- **DO THIS**
Gather every line of the material below that contains the word "water". Matching is case-sensitive.

==== INPUT

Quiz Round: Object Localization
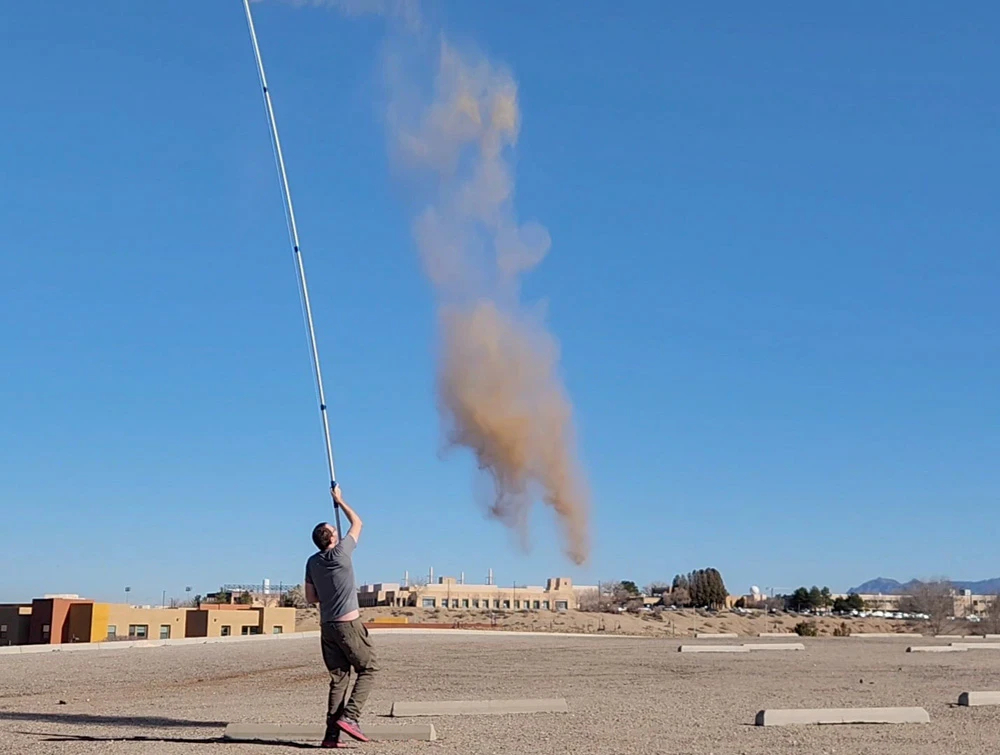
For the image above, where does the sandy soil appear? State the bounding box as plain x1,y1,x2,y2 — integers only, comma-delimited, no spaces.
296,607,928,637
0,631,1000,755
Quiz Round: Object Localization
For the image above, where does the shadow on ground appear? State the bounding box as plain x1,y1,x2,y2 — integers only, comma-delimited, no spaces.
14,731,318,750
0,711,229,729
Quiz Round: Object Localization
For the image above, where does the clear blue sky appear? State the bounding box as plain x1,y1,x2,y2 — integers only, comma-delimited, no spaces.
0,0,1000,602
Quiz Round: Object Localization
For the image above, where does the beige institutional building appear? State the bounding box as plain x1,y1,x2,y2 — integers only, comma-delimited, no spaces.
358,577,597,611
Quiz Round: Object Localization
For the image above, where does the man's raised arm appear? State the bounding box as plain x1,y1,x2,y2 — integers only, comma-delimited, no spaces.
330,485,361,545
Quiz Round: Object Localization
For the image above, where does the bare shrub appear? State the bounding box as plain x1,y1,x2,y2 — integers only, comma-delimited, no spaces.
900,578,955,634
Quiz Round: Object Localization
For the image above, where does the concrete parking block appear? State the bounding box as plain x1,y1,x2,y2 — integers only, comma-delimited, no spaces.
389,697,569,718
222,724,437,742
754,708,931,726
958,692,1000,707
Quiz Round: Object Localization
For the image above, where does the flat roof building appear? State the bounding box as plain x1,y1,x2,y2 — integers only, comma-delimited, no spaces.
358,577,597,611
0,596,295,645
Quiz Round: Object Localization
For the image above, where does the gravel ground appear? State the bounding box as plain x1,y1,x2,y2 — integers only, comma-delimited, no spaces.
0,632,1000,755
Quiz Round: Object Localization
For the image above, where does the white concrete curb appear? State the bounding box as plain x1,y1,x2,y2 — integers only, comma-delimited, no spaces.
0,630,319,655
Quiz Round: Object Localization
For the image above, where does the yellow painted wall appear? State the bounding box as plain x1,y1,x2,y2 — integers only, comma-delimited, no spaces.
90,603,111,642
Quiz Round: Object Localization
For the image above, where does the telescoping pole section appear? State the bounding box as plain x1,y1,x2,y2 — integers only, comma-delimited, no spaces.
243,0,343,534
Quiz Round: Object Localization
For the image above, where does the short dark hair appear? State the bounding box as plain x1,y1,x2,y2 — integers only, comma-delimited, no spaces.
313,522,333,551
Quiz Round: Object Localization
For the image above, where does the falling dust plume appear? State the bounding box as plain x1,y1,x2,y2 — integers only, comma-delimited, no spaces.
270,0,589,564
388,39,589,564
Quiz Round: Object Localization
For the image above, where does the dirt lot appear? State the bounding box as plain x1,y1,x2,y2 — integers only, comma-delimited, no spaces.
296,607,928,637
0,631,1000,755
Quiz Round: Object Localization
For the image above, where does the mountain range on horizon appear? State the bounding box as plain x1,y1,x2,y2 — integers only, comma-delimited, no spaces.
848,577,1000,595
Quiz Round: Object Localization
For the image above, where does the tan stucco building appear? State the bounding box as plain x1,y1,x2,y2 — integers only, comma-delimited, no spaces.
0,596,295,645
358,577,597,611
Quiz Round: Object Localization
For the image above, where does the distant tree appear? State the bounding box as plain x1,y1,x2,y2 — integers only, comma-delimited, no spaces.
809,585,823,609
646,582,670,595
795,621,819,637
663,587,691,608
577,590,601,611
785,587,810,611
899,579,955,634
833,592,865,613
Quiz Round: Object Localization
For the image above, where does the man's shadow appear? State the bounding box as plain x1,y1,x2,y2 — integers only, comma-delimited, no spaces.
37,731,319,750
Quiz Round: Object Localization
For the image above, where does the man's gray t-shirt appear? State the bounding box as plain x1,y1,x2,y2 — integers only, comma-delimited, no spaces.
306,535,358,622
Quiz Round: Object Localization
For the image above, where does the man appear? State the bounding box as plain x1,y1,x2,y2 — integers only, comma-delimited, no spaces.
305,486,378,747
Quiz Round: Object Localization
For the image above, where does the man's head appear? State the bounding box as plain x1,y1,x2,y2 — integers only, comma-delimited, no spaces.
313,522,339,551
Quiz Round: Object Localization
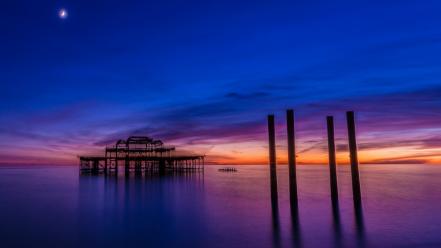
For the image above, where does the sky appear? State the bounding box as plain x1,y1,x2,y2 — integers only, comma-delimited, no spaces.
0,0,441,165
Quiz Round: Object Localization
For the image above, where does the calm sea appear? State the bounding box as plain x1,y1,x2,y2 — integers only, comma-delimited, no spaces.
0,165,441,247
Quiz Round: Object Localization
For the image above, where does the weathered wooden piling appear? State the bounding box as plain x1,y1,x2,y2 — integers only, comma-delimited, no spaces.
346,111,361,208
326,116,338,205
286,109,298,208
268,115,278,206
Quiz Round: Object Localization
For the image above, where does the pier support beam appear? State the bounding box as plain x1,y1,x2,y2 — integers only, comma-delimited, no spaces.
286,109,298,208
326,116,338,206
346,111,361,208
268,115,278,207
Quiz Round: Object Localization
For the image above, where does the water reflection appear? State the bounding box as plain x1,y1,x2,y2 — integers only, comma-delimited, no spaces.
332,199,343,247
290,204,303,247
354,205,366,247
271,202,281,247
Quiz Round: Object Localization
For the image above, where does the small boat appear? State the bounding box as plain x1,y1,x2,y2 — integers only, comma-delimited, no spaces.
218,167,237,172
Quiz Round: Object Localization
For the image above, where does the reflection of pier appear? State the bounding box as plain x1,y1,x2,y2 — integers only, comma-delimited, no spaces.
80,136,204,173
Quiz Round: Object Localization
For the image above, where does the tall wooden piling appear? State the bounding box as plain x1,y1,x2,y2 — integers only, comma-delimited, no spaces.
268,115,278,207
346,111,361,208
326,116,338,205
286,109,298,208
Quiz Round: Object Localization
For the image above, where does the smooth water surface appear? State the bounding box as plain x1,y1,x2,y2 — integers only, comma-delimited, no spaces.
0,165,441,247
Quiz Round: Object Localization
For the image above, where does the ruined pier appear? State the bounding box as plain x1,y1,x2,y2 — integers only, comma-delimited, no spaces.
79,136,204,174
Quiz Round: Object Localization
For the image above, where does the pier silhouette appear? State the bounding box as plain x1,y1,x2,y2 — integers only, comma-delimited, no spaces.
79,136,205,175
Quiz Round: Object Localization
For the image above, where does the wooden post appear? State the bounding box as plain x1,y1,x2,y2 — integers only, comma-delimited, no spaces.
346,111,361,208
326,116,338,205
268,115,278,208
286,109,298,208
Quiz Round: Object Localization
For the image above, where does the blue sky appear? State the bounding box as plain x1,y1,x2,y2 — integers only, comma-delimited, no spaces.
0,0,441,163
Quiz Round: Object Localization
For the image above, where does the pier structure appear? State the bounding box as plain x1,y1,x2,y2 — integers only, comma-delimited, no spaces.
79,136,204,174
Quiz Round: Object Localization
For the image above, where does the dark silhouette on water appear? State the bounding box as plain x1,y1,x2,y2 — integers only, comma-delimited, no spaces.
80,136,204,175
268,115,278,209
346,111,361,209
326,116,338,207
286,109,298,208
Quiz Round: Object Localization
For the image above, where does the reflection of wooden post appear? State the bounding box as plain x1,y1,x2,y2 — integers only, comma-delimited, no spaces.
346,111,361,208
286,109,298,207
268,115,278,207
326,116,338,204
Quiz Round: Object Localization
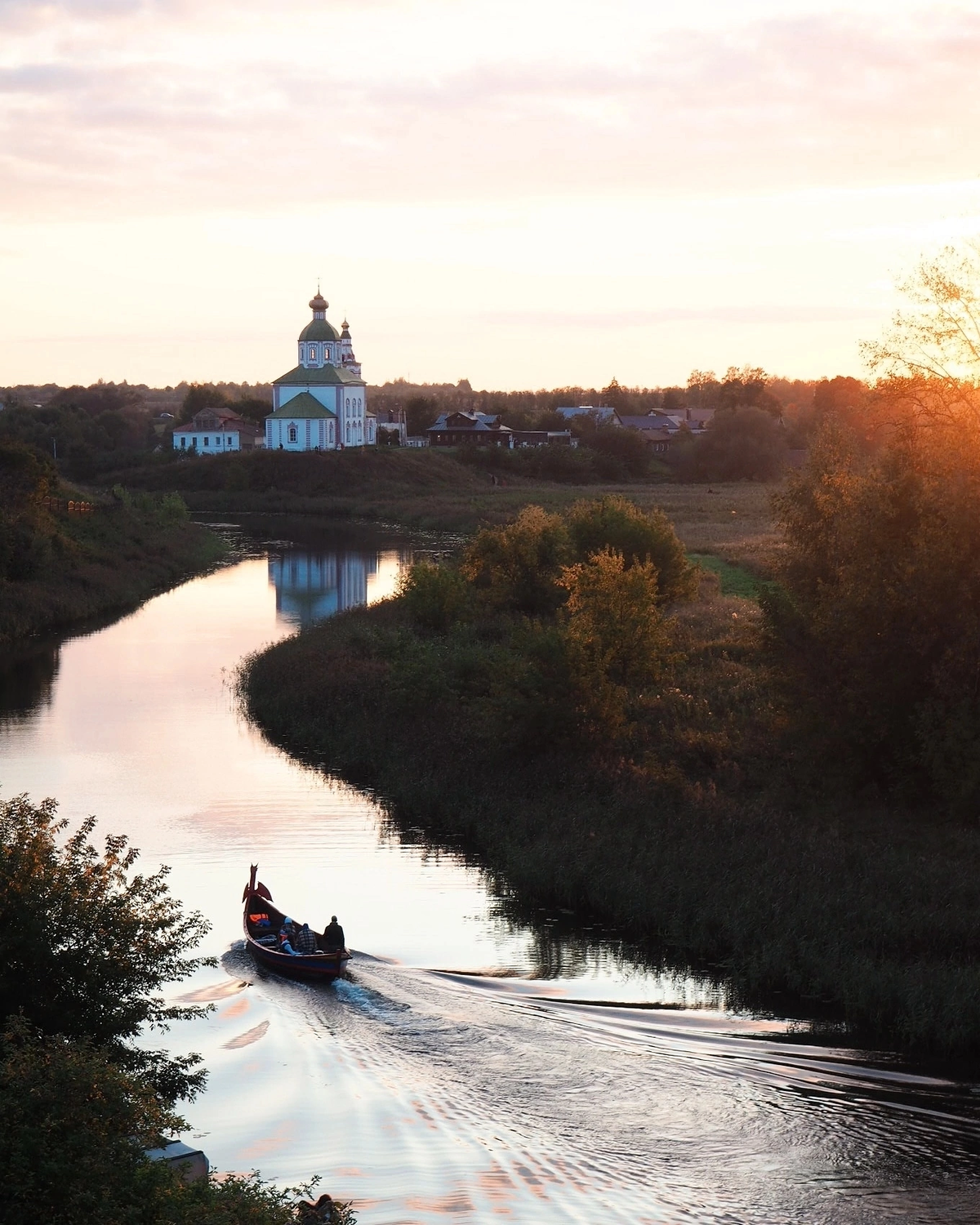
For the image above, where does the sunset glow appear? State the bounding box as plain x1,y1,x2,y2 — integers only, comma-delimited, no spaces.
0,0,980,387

========

- **ANSWER TO THE TASK**
For the image above, where does the water reflection appear? State the bounding box as plain x1,y1,x2,y2 — integers only, comma-delimited, no spaces.
For the image above, where does the smooth water surface appear? State the bounding box as plain x1,y1,x2,y2 — integers only, comma-delimited, no spaces.
For the image above, where does the dark silhouette on water appear? State the bounding box as plain x1,y1,x2,y2 — integers only, comma-delimited, no spaces.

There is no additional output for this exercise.